### Exercise requirements:
The lines you return should be those containing the string "each", taken from the data below.

*** Raw data

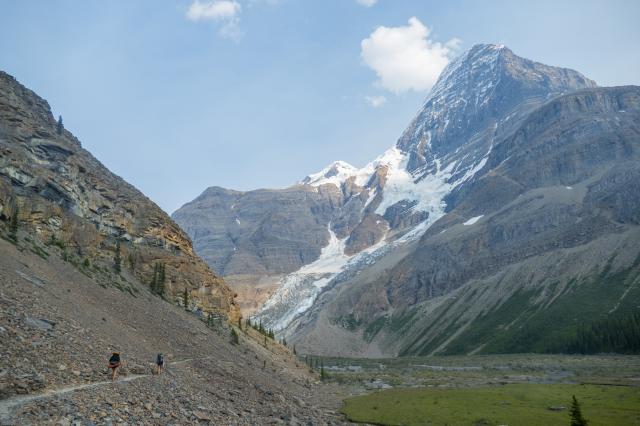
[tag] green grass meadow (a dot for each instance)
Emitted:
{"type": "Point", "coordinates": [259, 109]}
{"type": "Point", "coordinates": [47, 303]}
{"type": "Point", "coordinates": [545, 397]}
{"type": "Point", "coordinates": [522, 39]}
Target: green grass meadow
{"type": "Point", "coordinates": [513, 405]}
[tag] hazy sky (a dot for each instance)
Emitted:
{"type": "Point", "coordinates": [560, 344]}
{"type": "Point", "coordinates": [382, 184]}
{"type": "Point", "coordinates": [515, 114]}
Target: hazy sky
{"type": "Point", "coordinates": [179, 95]}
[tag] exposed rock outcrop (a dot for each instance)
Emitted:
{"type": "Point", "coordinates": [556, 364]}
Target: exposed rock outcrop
{"type": "Point", "coordinates": [67, 198]}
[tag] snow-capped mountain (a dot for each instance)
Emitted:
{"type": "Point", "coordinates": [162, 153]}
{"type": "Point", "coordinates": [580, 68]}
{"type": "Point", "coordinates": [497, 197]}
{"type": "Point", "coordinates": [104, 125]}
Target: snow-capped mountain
{"type": "Point", "coordinates": [446, 145]}
{"type": "Point", "coordinates": [338, 253]}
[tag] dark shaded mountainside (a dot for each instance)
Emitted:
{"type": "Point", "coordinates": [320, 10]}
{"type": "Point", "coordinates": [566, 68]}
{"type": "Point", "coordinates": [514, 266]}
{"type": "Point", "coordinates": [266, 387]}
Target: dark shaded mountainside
{"type": "Point", "coordinates": [65, 198]}
{"type": "Point", "coordinates": [555, 248]}
{"type": "Point", "coordinates": [505, 219]}
{"type": "Point", "coordinates": [67, 302]}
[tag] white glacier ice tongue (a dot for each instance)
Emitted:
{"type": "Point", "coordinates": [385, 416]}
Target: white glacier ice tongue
{"type": "Point", "coordinates": [423, 188]}
{"type": "Point", "coordinates": [473, 220]}
{"type": "Point", "coordinates": [298, 290]}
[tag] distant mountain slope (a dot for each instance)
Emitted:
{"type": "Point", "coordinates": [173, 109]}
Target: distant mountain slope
{"type": "Point", "coordinates": [544, 240]}
{"type": "Point", "coordinates": [67, 199]}
{"type": "Point", "coordinates": [285, 241]}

******

### Output for this exercise:
[tag] green grass meadow (a dot for each instance)
[tag] hazy sky (a dot for each instance)
[tag] exposed rock outcrop (a dot for each instance)
[tag] snow-capped mountain (a dot for each instance)
[tag] dark shaded mountainside (a dot for each instance)
[tag] white glacier ice tongue (a dot for each instance)
[tag] distant mountain slope (a dot for each instance)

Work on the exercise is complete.